=== Activity ===
Could you retype, exactly and with no pictures, only the lines from the first line of the records below through the line that contains "928L686 878L649 854L610"?

**** Input material ****

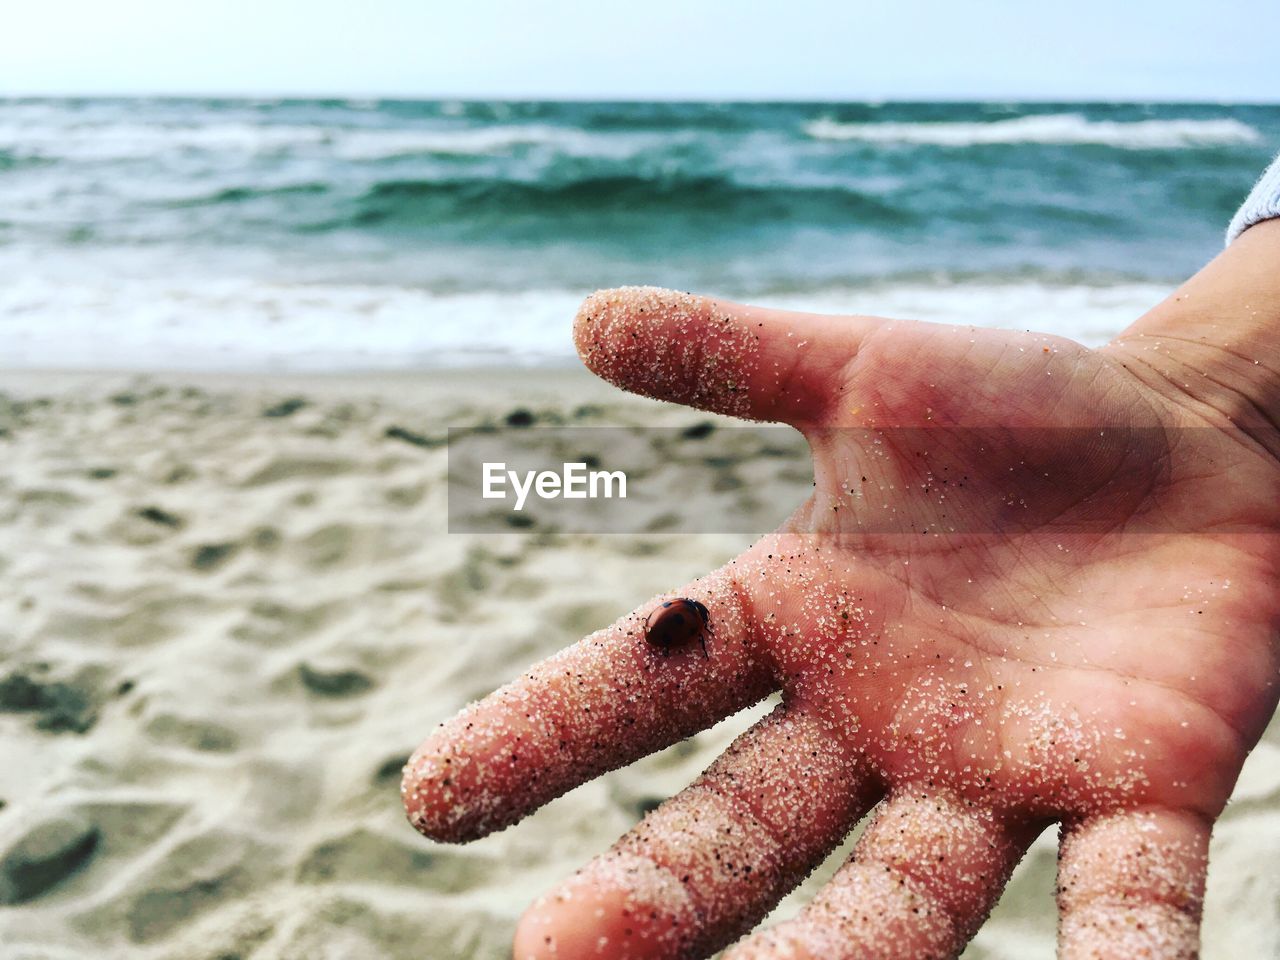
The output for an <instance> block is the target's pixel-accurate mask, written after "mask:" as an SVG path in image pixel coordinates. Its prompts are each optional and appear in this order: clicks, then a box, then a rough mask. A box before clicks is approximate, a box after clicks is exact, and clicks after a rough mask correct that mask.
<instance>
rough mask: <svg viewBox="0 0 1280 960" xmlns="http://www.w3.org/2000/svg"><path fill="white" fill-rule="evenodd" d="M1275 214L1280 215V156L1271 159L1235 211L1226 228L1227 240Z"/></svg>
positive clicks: (1268, 218)
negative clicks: (1246, 195) (1265, 170)
mask: <svg viewBox="0 0 1280 960" xmlns="http://www.w3.org/2000/svg"><path fill="white" fill-rule="evenodd" d="M1274 216H1280V156H1277V157H1276V159H1275V160H1272V161H1271V166H1268V168H1267V169H1266V172H1265V173H1263V174H1262V177H1261V178H1260V179H1258V182H1257V183H1256V184H1254V186H1253V189H1252V191H1251V192H1249V196H1248V197H1245V198H1244V202H1243V204H1242V205H1240V209H1239V210H1236V211H1235V216H1233V218H1231V225H1230V227H1228V228H1226V242H1228V243H1230V242H1231V241H1234V239H1235V238H1236V237H1239V236H1240V234H1242V233H1244V232H1245V230H1247V229H1248V228H1249V227H1252V225H1253V224H1256V223H1260V221H1261V220H1270V219H1271V218H1274Z"/></svg>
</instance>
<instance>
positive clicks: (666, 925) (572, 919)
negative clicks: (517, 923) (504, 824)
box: [512, 854, 696, 960]
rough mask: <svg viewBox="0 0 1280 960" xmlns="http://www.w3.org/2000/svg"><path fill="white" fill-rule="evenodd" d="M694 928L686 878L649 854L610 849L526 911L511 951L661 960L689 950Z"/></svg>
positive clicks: (590, 957)
mask: <svg viewBox="0 0 1280 960" xmlns="http://www.w3.org/2000/svg"><path fill="white" fill-rule="evenodd" d="M695 932H696V929H695V925H694V911H692V906H691V904H690V901H689V895H687V893H686V892H685V890H684V886H682V884H681V883H680V881H677V879H676V878H675V877H672V876H671V874H668V873H667V872H664V870H663V869H662V868H659V867H658V865H657V864H654V863H652V861H649V860H645V859H643V858H637V856H622V855H617V854H611V855H607V856H604V858H600V859H599V860H595V861H593V863H591V864H589V865H588V867H586V868H584V869H582V870H581V872H580V873H577V874H575V876H573V877H572V878H571V879H568V881H567V882H566V883H564V884H562V886H561V887H559V888H558V890H556V891H554V892H553V893H549V895H548V896H545V897H541V899H540V900H538V901H535V902H534V905H532V906H530V908H529V910H526V911H525V915H524V916H521V918H520V923H518V924H517V927H516V938H515V943H513V948H512V956H513V959H515V960H588V959H590V960H599V959H600V957H611V960H659V959H660V957H675V956H681V955H684V952H685V951H686V950H687V946H689V943H690V942H691V938H692V937H694V936H695Z"/></svg>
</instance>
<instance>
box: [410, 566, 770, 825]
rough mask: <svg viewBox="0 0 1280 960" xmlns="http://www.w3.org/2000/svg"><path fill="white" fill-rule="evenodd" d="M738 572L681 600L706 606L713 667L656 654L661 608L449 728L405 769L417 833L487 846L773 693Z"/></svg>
mask: <svg viewBox="0 0 1280 960" xmlns="http://www.w3.org/2000/svg"><path fill="white" fill-rule="evenodd" d="M732 567H733V563H732V562H731V563H730V564H728V566H726V567H722V568H721V570H718V571H716V572H713V573H709V575H708V576H705V577H700V579H699V580H695V581H692V582H691V584H689V585H686V586H685V588H682V589H681V590H680V591H677V593H675V594H672V595H671V596H687V598H690V599H695V600H699V602H700V603H703V604H704V605H705V608H707V611H708V613H709V634H708V644H707V648H708V652H707V654H708V655H707V657H705V658H704V657H703V652H701V648H700V645H699V644H694V645H692V646H691V648H690V649H685V650H678V652H676V653H672V654H671V655H669V657H664V655H663V654H662V652H660V650H658V649H657V648H654V646H652V645H650V644H649V643H646V641H645V639H644V622H645V617H646V616H648V614H649V612H650V611H652V609H653V605H654V604H653V603H650V604H646V605H644V607H641V608H637V609H636V611H635V612H632V613H628V614H627V616H625V617H622V618H621V620H618V621H617V622H616V623H613V626H611V627H605V628H604V630H600V631H596V632H595V634H591V635H590V636H588V637H585V639H582V640H581V641H579V643H577V644H575V645H572V646H570V648H567V649H564V650H562V652H561V653H558V654H556V655H554V657H550V658H548V659H545V660H543V662H541V663H539V664H536V666H535V667H534V668H532V669H530V671H529V672H527V673H525V675H524V676H522V677H520V678H518V680H515V681H513V682H511V684H508V685H507V686H504V687H502V689H499V690H497V691H495V692H493V694H490V695H489V696H486V698H485V699H484V700H480V701H479V703H475V704H471V705H470V707H467V708H466V709H463V710H462V712H461V713H460V714H458V716H456V717H453V718H452V719H449V721H447V722H445V723H443V724H442V726H440V727H439V728H438V730H436V731H435V732H434V733H433V735H431V736H430V737H429V739H428V740H426V741H425V742H424V744H422V745H421V746H420V748H419V749H417V751H416V753H415V754H413V756H411V758H410V762H408V764H407V765H406V767H404V778H403V782H402V786H401V796H402V799H403V801H404V809H406V812H407V813H408V818H410V822H411V823H412V824H413V826H415V827H416V828H417V829H419V831H421V832H422V833H425V835H426V836H429V837H431V838H434V840H440V841H448V842H462V841H468V840H475V838H477V837H483V836H485V835H488V833H492V832H493V831H495V829H502V828H503V827H508V826H511V824H512V823H515V822H516V820H518V819H521V818H522V817H525V815H526V814H529V813H530V812H532V810H534V809H536V808H538V806H541V805H543V804H544V803H547V801H548V800H552V799H554V797H557V796H559V795H561V794H564V792H567V791H568V790H571V788H572V787H575V786H577V785H579V783H582V782H585V781H588V780H591V778H594V777H596V776H599V774H600V773H604V772H605V771H611V769H616V768H617V767H622V765H625V764H627V763H631V762H632V760H635V759H637V758H640V756H644V755H646V754H650V753H653V751H654V750H658V749H662V748H664V746H668V745H669V744H673V742H676V741H678V740H682V739H685V737H687V736H690V735H692V733H695V732H698V731H699V730H704V728H705V727H709V726H712V724H713V723H716V722H717V721H719V719H722V718H724V717H727V716H728V714H731V713H736V712H737V710H740V709H742V708H745V707H749V705H751V704H753V703H756V701H758V700H760V699H763V698H764V696H767V695H768V694H769V692H772V691H773V690H774V689H776V687H777V682H776V681H774V677H773V671H772V668H771V666H769V664H768V663H767V659H765V658H764V657H763V655H762V653H760V649H759V646H760V645H759V644H758V643H756V632H755V628H754V625H753V618H751V614H750V602H749V599H748V596H746V594H745V591H744V589H742V588H741V585H740V584H739V582H737V581H736V580H735V577H733V576H732ZM663 599H669V598H667V596H662V598H658V600H655V602H654V603H657V602H660V600H663Z"/></svg>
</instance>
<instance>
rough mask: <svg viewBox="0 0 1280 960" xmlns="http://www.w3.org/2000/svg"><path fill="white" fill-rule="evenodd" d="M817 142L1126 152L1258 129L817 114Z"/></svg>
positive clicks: (1063, 117)
mask: <svg viewBox="0 0 1280 960" xmlns="http://www.w3.org/2000/svg"><path fill="white" fill-rule="evenodd" d="M804 129H805V133H808V134H809V136H810V137H813V138H815V140H832V141H861V142H867V143H923V145H932V146H945V147H968V146H980V145H986V143H1066V145H1080V143H1098V145H1105V146H1112V147H1124V148H1129V150H1158V148H1171V147H1196V146H1212V145H1219V143H1225V145H1229V143H1252V142H1254V141H1257V140H1258V138H1260V134H1258V132H1257V131H1256V129H1253V128H1252V127H1249V125H1248V124H1245V123H1242V122H1240V120H1235V119H1231V118H1219V119H1208V120H1197V119H1175V120H1128V122H1119V120H1091V119H1088V118H1085V116H1083V115H1082V114H1043V115H1038V116H1018V118H1015V119H1010V120H992V122H989V123H970V122H934V123H927V122H916V123H892V122H888V123H840V122H837V120H832V119H831V118H826V116H824V118H820V119H818V120H813V122H812V123H809V124H806V125H805V128H804Z"/></svg>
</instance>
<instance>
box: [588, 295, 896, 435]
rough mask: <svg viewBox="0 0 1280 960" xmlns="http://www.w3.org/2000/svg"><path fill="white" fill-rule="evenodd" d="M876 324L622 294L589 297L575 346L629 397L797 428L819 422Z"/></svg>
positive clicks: (789, 312)
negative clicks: (715, 411) (742, 417)
mask: <svg viewBox="0 0 1280 960" xmlns="http://www.w3.org/2000/svg"><path fill="white" fill-rule="evenodd" d="M882 324H883V320H879V319H878V317H870V316H824V315H822V314H804V312H792V311H786V310H771V308H768V307H753V306H746V305H742V303H732V302H730V301H724V300H713V298H710V297H699V296H694V294H691V293H680V292H677V291H664V289H659V288H655V287H621V288H618V289H611V291H598V292H595V293H593V294H591V296H590V297H588V298H586V301H585V302H584V303H582V306H581V308H580V310H579V312H577V320H576V321H575V324H573V340H575V343H576V344H577V352H579V355H581V357H582V361H584V362H585V364H586V366H588V367H590V370H591V371H593V372H594V374H596V375H598V376H602V378H604V379H605V380H608V381H609V383H613V384H617V385H618V387H621V388H622V389H625V390H631V392H632V393H641V394H644V396H646V397H654V398H657V399H666V401H673V402H675V403H684V404H686V406H690V407H701V408H703V410H712V411H716V412H717V413H730V415H732V416H740V417H746V419H749V420H781V421H783V422H787V424H792V425H796V426H799V425H801V424H813V422H819V421H822V419H823V417H824V416H826V415H827V412H828V411H829V408H831V406H832V403H835V402H836V399H838V393H840V387H841V380H842V374H844V371H845V370H846V369H847V366H849V365H850V364H851V362H852V360H854V358H855V357H856V355H858V349H859V347H860V346H861V343H863V340H864V339H865V338H867V337H868V335H869V334H870V333H872V332H873V330H876V329H877V328H878V326H881V325H882Z"/></svg>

****

=== Task result ===
The output for an <instance> block is the target's pixel-accurate mask, written after "mask:" as an SVG path in image pixel coordinates. Its prompts are each optional and appear in this order: clicks, then a box, then a rough mask. A box before clicks is approximate, a box after clicks is exact, and clicks after a rough mask correct that mask.
<instance>
rough mask: <svg viewBox="0 0 1280 960" xmlns="http://www.w3.org/2000/svg"><path fill="white" fill-rule="evenodd" d="M1275 214L1280 215V156L1271 159L1235 211L1226 228L1227 240Z"/></svg>
positive clicks: (1268, 218)
negative clicks: (1246, 195) (1265, 170)
mask: <svg viewBox="0 0 1280 960" xmlns="http://www.w3.org/2000/svg"><path fill="white" fill-rule="evenodd" d="M1274 216H1280V156H1277V157H1276V159H1275V160H1272V161H1271V166H1268V168H1267V169H1266V172H1265V173H1263V174H1262V177H1261V178H1260V179H1258V182H1257V183H1256V184H1254V186H1253V189H1252V191H1251V192H1249V196H1248V197H1245V198H1244V202H1243V204H1242V205H1240V209H1239V210H1236V211H1235V216H1233V218H1231V225H1230V227H1228V228H1226V242H1228V243H1230V242H1231V241H1234V239H1235V238H1236V237H1239V236H1240V234H1242V233H1244V232H1245V230H1247V229H1248V228H1249V227H1252V225H1253V224H1256V223H1260V221H1261V220H1270V219H1271V218H1274Z"/></svg>
</instance>
<instance>
positive clicks: (666, 925) (572, 919)
negative clicks: (517, 923) (504, 824)
box: [512, 854, 696, 960]
rough mask: <svg viewBox="0 0 1280 960" xmlns="http://www.w3.org/2000/svg"><path fill="white" fill-rule="evenodd" d="M694 928L686 878L649 854L610 849L526 911L511 951L661 960L689 950Z"/></svg>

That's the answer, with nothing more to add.